Consigne 1:
Indiquez combien de lignes des enregistrements contiennent la chaîne « frame », en respectant la casse. Donnez uniquement ce nombre.
- - -
Photo: La Cour de justice de l Union européenne à Luxembourg CC(by) Cédric Puisney

, Luxembourg, EPD/Protestinter

Crèches, cliniques, maisons de retraite: en Allemagne, nombre de ces institutions appartiennent à la diaconie protestante ou à l’organisation catholique Caritas. Des centaines de milliers de postes y sont à pourvoir. Jusqu’à présent, pour les candidats, l’appartenance à l’Église représentait souvent un avantage, voire un impératif. Mais un arrêt rendu la semaine passée par la Cour de justice de l’Union européenne (CJUE) pourrait bien modifier la base légale, donnant par exemple de meilleures chances aux musulmans et aux athées. (Affaire C-414/16)

Le cas traité à Luxembourg est celui de Vera Egenberger. En 2012, cette Berlinoise sans confession a postulé sans succès à un poste auprès de l’Evangelischen Werk für Diakonie und Entwicklung (Œuvre protestante pour la diaconie et le développement). Elle a ensuite attaqué l’organisation en justice, réclamant environ 10’000 euros de dommages et intérêts. L’offre d’emploi citait l’appartenance à une Église chrétienne (plusieurs possibilités étaient nommées) comme un prérequis. L’activité, à durée déterminée, concernait l’établissement d’un rapport sur la Convention internationale des Nations unies sur l’élimination de toutes les formes de discrimination raciale.
- - -
Consigne 2:
Selon l'extrait du document, quel montant de dommages et intérêts Vera Egenberger réclamait-elle ?

Enregistrements d'étiquetage d'emplacements:
- - -
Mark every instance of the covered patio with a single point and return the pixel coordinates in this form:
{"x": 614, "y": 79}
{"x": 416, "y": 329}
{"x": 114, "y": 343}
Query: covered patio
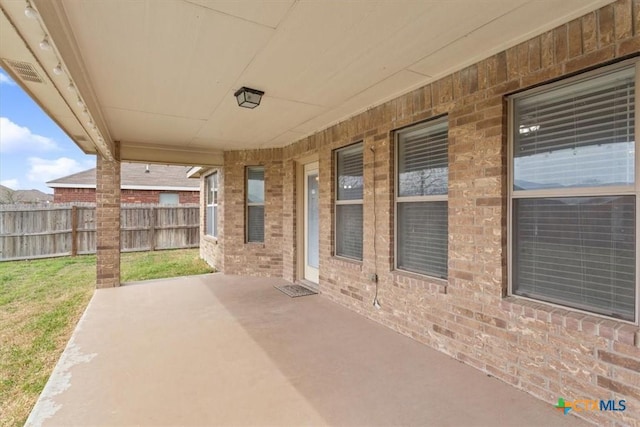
{"x": 232, "y": 350}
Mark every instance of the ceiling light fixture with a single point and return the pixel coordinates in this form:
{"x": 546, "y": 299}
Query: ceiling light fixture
{"x": 248, "y": 98}
{"x": 44, "y": 44}
{"x": 30, "y": 12}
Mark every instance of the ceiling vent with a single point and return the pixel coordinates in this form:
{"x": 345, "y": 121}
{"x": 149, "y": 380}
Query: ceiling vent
{"x": 25, "y": 71}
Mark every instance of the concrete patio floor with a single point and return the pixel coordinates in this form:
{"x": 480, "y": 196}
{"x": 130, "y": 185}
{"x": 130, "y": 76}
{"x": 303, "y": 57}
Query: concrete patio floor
{"x": 228, "y": 350}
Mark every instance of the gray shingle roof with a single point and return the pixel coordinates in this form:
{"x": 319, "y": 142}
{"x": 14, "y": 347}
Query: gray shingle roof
{"x": 135, "y": 174}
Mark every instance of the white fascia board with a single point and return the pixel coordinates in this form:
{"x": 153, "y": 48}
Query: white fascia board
{"x": 127, "y": 187}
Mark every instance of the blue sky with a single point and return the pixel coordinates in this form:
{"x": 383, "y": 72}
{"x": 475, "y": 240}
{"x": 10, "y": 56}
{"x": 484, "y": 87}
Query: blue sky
{"x": 33, "y": 149}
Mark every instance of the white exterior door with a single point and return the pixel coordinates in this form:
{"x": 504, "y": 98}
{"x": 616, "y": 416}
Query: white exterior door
{"x": 311, "y": 223}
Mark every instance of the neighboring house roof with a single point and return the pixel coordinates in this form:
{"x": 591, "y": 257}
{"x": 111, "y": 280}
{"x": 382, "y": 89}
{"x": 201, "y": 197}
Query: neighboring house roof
{"x": 134, "y": 176}
{"x": 9, "y": 196}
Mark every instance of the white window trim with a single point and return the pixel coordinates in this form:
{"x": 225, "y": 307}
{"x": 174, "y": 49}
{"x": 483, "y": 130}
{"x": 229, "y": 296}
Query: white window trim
{"x": 404, "y": 199}
{"x": 346, "y": 202}
{"x": 213, "y": 205}
{"x": 624, "y": 190}
{"x": 251, "y": 204}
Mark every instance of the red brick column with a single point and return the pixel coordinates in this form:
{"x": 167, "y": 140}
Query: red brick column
{"x": 108, "y": 220}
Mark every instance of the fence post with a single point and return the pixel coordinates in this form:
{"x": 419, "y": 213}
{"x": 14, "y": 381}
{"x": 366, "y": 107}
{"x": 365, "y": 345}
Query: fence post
{"x": 74, "y": 230}
{"x": 152, "y": 229}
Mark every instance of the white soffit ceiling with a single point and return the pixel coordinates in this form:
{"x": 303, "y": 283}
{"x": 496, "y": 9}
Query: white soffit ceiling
{"x": 164, "y": 72}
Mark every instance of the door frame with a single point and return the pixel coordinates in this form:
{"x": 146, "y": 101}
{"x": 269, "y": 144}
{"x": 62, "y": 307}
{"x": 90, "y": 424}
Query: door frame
{"x": 300, "y": 221}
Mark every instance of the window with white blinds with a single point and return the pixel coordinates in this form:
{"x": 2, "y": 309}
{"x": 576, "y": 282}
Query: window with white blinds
{"x": 255, "y": 204}
{"x": 573, "y": 208}
{"x": 349, "y": 186}
{"x": 421, "y": 198}
{"x": 211, "y": 189}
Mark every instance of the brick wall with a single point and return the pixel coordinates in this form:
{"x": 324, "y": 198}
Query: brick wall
{"x": 70, "y": 195}
{"x": 108, "y": 220}
{"x": 547, "y": 351}
{"x": 239, "y": 257}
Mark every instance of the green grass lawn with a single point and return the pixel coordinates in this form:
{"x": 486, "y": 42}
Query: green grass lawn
{"x": 40, "y": 304}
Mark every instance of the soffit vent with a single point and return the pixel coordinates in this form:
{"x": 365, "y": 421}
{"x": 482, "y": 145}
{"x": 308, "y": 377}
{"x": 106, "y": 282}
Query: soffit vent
{"x": 25, "y": 71}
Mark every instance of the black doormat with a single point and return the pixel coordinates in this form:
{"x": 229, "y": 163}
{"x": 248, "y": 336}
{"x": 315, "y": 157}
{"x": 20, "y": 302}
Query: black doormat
{"x": 295, "y": 291}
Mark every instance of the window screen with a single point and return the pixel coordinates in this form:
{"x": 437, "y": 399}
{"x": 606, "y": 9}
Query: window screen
{"x": 255, "y": 204}
{"x": 169, "y": 199}
{"x": 349, "y": 183}
{"x": 421, "y": 201}
{"x": 574, "y": 238}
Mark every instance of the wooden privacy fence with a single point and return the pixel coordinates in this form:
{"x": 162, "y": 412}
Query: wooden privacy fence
{"x": 28, "y": 232}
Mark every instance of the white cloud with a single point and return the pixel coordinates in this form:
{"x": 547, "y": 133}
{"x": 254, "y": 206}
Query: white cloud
{"x": 43, "y": 170}
{"x": 4, "y": 79}
{"x": 14, "y": 137}
{"x": 11, "y": 183}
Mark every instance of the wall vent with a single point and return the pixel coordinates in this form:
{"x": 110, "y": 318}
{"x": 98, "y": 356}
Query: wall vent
{"x": 25, "y": 71}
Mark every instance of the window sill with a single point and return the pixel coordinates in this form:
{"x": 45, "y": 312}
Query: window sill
{"x": 346, "y": 262}
{"x": 414, "y": 281}
{"x": 573, "y": 320}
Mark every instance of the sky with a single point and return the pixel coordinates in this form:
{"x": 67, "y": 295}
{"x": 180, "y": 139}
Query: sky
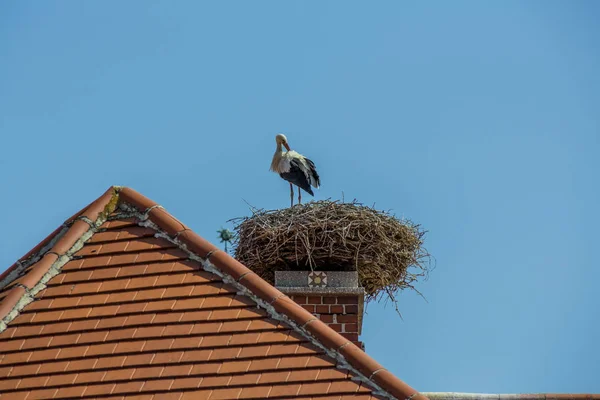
{"x": 478, "y": 120}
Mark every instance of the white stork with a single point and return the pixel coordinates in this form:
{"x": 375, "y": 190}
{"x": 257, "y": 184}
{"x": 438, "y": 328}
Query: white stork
{"x": 294, "y": 168}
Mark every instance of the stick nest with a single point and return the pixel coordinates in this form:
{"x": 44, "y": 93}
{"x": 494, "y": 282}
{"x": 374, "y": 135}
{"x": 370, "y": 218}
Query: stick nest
{"x": 329, "y": 235}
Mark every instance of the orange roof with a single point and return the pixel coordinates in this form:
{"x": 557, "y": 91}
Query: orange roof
{"x": 124, "y": 301}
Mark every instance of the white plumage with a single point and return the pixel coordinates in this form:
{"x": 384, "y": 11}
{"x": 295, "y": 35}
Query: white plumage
{"x": 294, "y": 168}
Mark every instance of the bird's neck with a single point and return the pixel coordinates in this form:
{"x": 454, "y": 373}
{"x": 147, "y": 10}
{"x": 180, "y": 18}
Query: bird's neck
{"x": 277, "y": 158}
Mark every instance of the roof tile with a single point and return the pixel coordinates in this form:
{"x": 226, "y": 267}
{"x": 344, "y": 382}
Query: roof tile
{"x": 133, "y": 316}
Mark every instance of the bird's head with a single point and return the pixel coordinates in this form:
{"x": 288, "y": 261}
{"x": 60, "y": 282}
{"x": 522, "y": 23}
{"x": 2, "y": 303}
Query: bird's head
{"x": 281, "y": 139}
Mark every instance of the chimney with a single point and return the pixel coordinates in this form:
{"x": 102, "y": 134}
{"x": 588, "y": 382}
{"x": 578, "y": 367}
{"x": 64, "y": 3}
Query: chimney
{"x": 333, "y": 296}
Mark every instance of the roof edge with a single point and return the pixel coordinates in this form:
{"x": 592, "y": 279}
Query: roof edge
{"x": 356, "y": 357}
{"x": 46, "y": 259}
{"x": 519, "y": 396}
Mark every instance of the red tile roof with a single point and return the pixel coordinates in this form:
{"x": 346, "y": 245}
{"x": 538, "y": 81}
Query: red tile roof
{"x": 124, "y": 301}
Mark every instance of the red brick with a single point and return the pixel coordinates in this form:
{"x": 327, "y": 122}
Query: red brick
{"x": 299, "y": 299}
{"x": 347, "y": 318}
{"x": 322, "y": 309}
{"x": 329, "y": 300}
{"x": 336, "y": 309}
{"x": 348, "y": 300}
{"x": 351, "y": 309}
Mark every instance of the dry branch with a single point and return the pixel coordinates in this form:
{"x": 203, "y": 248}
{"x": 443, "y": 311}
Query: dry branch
{"x": 329, "y": 235}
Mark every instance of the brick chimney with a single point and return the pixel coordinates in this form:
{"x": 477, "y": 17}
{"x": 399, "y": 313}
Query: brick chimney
{"x": 333, "y": 296}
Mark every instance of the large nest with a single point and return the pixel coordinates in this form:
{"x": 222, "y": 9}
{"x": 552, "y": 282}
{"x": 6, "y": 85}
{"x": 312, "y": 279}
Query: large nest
{"x": 328, "y": 235}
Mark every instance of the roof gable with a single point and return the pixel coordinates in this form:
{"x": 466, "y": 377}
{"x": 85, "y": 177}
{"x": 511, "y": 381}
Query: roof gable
{"x": 124, "y": 300}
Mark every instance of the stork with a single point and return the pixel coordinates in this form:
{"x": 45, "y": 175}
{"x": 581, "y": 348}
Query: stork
{"x": 294, "y": 168}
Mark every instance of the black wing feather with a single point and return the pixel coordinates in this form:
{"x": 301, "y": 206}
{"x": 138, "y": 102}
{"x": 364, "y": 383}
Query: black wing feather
{"x": 313, "y": 171}
{"x": 297, "y": 177}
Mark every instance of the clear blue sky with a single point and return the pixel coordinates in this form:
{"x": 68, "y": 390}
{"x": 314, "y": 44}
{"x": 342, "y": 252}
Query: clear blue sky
{"x": 479, "y": 120}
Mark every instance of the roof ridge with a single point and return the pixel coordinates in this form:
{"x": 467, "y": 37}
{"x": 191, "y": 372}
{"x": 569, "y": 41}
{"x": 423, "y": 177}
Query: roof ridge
{"x": 508, "y": 396}
{"x": 47, "y": 259}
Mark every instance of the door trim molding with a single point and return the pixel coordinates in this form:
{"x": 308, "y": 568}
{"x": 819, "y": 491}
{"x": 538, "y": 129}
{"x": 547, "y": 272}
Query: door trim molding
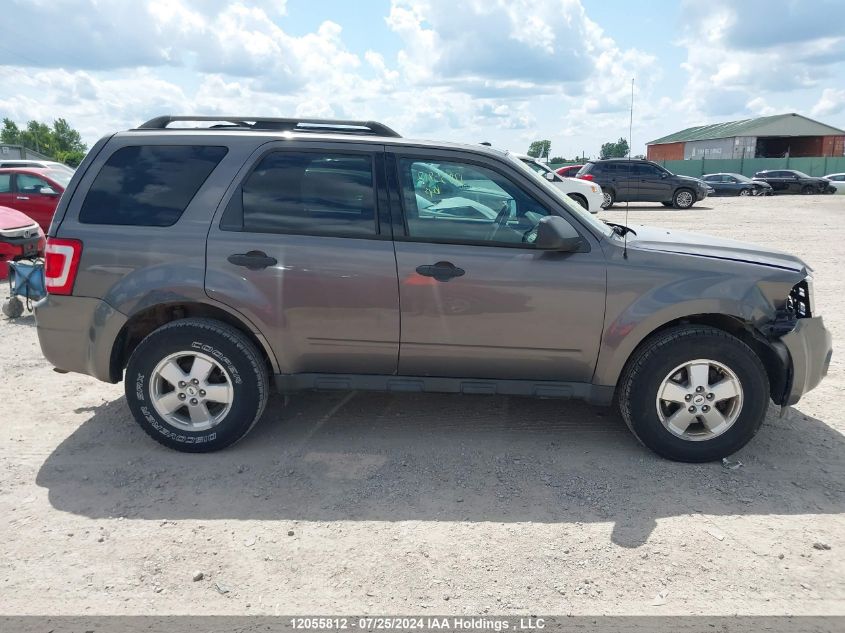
- - -
Résultat 1:
2

Résultat 2:
Environ 10’000 euros.